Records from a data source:

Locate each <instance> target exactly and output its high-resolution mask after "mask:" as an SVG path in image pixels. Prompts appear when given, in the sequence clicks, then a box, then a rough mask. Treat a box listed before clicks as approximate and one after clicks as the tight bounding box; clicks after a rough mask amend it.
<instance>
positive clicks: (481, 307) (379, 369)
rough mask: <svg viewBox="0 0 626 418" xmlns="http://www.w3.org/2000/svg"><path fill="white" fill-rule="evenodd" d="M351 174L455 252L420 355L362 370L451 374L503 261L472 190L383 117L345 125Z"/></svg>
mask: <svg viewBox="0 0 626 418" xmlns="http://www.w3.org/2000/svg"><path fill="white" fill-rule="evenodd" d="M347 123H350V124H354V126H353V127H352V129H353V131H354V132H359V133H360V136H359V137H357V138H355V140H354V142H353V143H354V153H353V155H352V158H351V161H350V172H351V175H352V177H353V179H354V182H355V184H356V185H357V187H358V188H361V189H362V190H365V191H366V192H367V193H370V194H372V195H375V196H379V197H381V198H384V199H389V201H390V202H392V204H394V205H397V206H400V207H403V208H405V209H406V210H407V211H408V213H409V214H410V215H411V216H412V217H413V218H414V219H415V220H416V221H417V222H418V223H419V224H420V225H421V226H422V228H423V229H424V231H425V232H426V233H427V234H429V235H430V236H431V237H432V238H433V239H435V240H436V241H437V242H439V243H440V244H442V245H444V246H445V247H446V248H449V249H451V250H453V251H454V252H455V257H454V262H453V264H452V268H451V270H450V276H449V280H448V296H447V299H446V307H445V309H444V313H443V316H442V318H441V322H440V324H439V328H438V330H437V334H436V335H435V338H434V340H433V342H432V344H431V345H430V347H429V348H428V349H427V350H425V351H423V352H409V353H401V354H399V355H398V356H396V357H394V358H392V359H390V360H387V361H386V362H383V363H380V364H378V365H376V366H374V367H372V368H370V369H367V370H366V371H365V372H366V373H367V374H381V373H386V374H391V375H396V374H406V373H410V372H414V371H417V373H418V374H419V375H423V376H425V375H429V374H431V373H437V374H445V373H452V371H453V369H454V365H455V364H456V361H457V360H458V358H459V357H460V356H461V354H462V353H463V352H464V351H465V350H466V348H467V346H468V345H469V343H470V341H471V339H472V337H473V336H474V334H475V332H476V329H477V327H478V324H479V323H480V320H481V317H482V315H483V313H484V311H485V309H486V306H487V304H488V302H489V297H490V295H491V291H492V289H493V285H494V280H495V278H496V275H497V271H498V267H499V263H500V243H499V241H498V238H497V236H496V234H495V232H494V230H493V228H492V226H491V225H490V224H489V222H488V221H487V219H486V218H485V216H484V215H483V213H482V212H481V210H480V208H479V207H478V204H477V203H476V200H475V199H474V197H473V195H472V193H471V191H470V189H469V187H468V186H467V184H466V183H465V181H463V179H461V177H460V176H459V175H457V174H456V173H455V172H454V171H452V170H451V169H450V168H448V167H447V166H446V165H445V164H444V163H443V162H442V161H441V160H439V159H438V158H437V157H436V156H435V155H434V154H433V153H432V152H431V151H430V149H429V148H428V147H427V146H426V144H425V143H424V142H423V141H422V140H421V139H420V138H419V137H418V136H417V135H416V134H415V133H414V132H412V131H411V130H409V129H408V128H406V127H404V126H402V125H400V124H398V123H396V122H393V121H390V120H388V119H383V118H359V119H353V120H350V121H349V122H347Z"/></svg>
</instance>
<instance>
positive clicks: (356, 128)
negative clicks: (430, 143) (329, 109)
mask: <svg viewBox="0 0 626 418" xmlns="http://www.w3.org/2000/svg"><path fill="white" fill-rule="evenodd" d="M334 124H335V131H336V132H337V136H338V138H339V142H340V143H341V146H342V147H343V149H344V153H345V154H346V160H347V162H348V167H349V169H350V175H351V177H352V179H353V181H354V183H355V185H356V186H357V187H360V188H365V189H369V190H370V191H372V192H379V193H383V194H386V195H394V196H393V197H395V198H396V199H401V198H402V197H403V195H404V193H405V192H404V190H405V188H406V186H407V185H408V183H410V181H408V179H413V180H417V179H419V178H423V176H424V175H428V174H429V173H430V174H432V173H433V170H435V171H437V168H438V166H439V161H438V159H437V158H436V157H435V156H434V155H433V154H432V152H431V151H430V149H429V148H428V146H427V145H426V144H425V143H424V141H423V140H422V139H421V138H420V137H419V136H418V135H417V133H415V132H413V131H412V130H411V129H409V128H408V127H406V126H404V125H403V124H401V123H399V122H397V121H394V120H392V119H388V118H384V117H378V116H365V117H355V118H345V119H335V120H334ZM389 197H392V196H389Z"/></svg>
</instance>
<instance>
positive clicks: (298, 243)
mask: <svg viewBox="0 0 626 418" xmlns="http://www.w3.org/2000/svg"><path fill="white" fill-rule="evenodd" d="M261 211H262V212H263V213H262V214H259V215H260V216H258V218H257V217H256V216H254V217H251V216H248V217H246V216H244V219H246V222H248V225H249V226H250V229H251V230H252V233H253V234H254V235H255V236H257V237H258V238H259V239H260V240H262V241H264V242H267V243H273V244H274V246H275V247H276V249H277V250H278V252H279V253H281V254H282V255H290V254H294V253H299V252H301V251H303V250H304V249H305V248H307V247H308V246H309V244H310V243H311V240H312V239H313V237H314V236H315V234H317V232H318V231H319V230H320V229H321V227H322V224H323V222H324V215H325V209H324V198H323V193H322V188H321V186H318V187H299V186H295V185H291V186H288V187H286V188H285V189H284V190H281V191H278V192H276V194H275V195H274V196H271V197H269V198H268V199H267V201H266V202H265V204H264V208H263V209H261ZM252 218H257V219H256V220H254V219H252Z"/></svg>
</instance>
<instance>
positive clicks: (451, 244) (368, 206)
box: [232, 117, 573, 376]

==

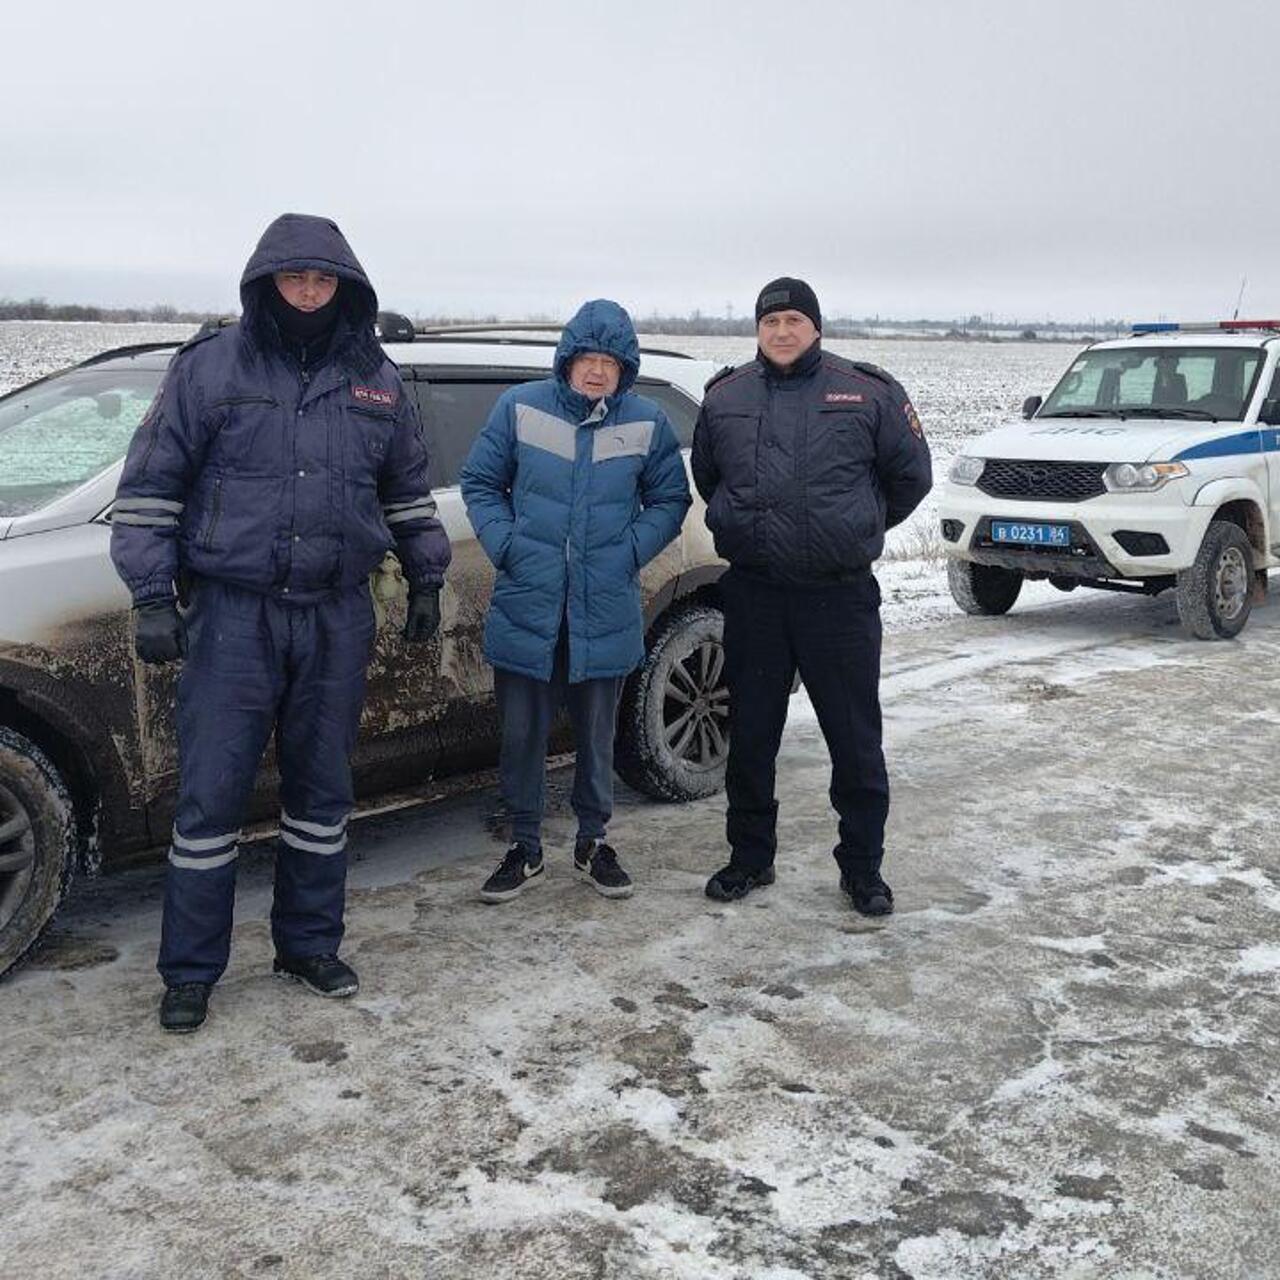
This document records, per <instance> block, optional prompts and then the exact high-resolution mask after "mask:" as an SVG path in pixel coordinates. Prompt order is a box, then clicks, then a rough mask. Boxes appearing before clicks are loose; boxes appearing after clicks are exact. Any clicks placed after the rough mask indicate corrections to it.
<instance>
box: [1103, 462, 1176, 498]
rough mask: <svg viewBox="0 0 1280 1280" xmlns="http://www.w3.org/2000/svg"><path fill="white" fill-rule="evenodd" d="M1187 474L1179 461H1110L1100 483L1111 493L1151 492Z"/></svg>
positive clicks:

* * *

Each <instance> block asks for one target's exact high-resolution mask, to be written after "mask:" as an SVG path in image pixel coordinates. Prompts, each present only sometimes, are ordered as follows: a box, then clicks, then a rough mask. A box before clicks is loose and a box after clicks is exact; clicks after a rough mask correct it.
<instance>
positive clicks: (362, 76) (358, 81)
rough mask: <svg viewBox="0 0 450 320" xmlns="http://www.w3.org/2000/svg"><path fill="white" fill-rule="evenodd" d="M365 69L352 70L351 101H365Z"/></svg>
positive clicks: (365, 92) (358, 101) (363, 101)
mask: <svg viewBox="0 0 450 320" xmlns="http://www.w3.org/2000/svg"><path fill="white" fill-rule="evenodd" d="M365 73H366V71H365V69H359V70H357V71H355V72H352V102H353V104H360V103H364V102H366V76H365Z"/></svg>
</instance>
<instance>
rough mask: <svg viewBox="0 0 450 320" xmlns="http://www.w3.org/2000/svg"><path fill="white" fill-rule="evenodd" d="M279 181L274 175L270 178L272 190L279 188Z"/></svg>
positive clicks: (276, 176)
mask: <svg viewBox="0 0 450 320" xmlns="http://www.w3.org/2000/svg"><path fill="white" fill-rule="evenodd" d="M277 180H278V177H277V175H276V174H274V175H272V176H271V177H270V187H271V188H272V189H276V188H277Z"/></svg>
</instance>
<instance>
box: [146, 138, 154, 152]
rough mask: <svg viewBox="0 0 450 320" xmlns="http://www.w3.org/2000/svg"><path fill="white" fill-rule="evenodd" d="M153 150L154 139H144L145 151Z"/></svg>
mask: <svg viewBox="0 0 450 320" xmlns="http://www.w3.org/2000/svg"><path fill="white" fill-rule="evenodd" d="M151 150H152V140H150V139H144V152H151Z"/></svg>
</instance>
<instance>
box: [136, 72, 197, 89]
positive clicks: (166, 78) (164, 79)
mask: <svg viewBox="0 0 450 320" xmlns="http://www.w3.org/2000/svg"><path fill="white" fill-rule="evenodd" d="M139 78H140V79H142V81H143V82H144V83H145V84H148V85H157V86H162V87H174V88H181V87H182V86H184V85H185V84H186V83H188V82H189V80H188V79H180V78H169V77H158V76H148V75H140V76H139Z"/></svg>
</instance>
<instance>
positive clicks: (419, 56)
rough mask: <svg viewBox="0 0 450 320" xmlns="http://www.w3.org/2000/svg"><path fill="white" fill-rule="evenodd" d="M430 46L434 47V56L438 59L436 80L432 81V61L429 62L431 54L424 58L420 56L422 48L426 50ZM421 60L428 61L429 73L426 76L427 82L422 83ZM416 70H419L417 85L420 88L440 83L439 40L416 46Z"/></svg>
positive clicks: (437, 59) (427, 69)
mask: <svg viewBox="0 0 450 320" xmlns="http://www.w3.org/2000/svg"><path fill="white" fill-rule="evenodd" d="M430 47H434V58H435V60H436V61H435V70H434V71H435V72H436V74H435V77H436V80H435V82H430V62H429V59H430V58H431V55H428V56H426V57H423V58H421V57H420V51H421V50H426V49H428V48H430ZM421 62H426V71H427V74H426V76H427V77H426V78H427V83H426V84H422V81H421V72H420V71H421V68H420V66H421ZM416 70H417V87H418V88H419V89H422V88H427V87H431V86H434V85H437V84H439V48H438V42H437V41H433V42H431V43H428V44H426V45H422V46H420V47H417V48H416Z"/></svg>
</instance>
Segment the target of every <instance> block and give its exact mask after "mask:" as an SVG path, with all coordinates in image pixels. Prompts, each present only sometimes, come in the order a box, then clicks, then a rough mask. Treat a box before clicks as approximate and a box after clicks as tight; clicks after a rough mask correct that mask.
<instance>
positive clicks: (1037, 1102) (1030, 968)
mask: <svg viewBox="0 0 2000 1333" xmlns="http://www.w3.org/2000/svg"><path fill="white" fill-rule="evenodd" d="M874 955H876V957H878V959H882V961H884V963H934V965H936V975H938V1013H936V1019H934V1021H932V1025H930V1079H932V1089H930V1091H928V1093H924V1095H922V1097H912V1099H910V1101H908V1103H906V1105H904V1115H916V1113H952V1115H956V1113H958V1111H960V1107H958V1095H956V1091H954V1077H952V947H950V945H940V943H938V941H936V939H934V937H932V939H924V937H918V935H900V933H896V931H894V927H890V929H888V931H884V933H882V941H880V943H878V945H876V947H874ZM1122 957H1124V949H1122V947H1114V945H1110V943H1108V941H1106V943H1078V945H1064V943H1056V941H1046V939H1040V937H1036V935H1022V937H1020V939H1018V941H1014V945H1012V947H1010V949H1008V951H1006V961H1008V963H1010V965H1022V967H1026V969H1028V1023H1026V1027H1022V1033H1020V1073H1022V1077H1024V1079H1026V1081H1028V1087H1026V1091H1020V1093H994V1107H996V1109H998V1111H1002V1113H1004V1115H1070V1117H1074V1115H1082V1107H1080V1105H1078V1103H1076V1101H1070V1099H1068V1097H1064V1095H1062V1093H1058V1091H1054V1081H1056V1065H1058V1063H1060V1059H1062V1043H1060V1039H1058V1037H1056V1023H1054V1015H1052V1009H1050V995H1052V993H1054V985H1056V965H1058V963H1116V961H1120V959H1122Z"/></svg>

> **What is needed**
Update the material, starting at the line that has "Locate each <instance>" and stopping after the line that has "positive clicks: (481, 307) (379, 369)". Put "foreground clicks" wherever "positive clicks" appears and leave everything else unchanged.

> **Response box**
Locate each <instance> target exactly and output its high-resolution mask after "mask:" as an SVG path in image pixels. Prompts appear when given, in the sequence clicks, then a box, then a rough mask. Treat a box listed before clicks as approximate and one after clicks as the tight bounding box; clicks after a rough mask amend it.
<instance>
foreground clicks: (481, 307) (379, 369)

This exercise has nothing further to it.